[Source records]

========

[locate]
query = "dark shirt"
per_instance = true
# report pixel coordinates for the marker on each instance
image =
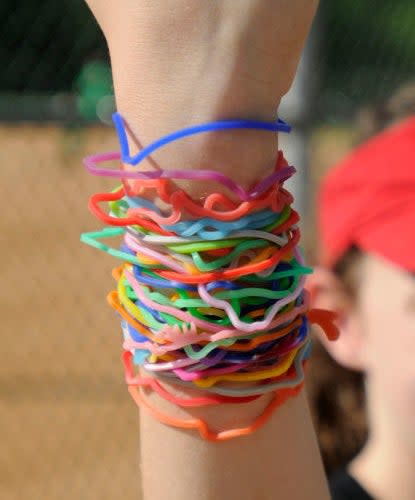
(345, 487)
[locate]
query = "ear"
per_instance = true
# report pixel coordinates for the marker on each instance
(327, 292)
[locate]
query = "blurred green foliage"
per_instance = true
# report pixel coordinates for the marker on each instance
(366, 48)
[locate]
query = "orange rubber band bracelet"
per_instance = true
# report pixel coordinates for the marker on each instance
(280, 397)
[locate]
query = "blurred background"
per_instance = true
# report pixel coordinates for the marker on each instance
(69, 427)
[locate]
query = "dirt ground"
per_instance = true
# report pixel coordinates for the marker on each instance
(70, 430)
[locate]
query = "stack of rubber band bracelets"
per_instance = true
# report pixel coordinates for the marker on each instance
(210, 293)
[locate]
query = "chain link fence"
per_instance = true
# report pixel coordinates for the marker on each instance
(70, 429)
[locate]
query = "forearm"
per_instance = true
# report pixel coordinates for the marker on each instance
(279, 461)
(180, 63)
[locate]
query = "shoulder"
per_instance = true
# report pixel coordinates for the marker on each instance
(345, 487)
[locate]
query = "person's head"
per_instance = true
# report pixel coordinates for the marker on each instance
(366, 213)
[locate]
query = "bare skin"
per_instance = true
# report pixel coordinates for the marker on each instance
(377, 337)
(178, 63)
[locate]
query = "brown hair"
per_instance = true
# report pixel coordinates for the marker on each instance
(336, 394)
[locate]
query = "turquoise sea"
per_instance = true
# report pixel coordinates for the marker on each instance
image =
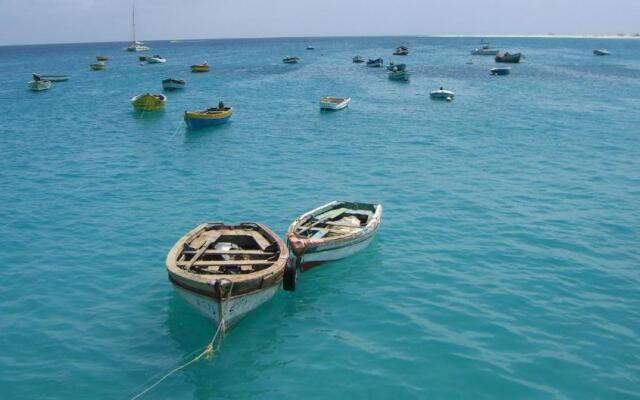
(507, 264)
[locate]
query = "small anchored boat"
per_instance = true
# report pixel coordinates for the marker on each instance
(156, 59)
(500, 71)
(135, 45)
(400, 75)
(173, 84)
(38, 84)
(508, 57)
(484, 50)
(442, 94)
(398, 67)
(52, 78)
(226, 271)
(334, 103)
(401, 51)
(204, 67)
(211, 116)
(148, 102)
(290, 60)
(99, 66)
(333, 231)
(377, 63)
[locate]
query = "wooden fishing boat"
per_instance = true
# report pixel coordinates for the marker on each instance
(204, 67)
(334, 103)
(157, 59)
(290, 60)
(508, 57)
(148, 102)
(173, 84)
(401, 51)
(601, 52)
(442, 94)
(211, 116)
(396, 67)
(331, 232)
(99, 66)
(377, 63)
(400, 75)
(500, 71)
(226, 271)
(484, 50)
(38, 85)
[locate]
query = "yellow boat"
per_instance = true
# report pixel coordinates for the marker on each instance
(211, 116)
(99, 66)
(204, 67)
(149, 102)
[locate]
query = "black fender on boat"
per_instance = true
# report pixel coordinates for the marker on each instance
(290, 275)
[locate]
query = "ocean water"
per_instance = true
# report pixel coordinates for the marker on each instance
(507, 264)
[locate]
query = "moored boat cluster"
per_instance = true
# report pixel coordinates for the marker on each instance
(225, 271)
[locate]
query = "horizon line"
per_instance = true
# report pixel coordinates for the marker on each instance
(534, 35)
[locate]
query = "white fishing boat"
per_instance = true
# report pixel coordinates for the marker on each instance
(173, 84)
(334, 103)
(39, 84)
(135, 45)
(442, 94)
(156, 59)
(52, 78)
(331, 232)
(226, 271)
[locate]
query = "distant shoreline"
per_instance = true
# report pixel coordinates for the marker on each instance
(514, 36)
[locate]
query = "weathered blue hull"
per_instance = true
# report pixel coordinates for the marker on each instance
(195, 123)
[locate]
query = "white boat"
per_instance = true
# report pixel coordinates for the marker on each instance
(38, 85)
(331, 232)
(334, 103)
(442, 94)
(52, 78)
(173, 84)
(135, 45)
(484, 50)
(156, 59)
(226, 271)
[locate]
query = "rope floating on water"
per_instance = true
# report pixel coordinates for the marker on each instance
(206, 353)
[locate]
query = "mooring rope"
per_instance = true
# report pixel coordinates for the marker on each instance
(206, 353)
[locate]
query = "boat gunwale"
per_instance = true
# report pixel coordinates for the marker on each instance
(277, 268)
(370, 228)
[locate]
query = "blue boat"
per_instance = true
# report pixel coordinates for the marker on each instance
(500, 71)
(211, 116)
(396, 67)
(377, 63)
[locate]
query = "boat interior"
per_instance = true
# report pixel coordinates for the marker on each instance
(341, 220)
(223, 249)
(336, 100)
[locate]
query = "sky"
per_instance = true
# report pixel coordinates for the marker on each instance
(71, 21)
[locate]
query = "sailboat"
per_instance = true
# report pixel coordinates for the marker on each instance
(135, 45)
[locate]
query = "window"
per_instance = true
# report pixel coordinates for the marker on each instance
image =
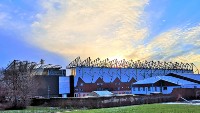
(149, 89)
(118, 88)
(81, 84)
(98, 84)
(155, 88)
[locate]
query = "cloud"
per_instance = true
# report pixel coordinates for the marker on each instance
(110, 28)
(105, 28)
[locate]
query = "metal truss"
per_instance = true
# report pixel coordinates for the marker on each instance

========

_Exercise requirements_
For the records above, state the number of lines that include the string "fishing" and add nothing.

_Expected answer_
2